**WORK ORDER**:
After locating the line with "wall in the photo above.", retype it and every later line exactly, stopping at the end of the records.
# # #
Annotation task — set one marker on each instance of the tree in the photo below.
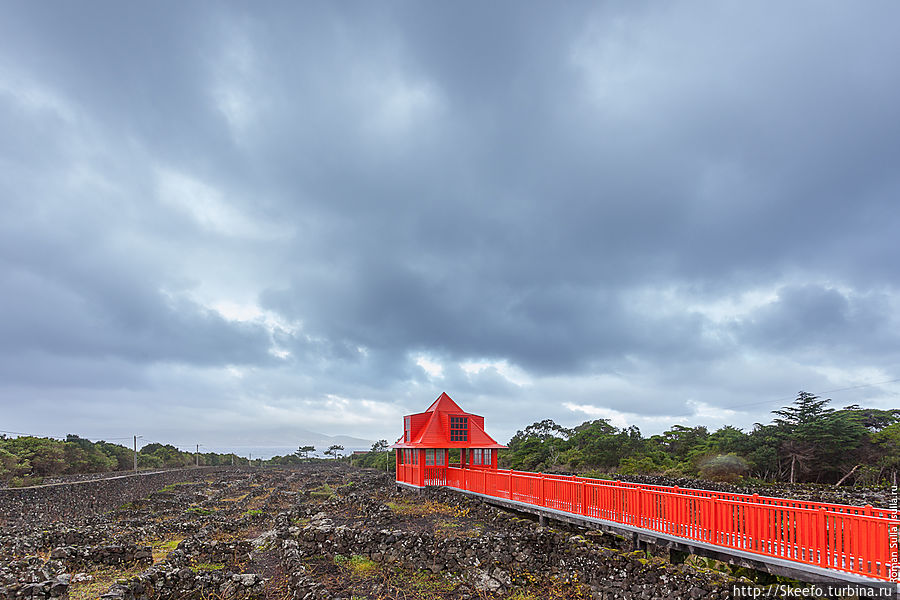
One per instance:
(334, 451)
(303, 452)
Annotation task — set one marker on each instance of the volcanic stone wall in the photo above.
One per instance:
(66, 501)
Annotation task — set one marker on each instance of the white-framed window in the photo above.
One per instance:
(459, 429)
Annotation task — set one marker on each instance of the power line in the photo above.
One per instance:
# # #
**ANSWER AREA**:
Annotation task — set one marker on each instance of the volcanic stone wall in the photo above.
One per instance:
(66, 501)
Annotation task — set one marker on each instance of the white-framed window in the photo above.
One per instance:
(459, 429)
Annotation task — set one marker on each instance of the power line in the photo above.
One per instance:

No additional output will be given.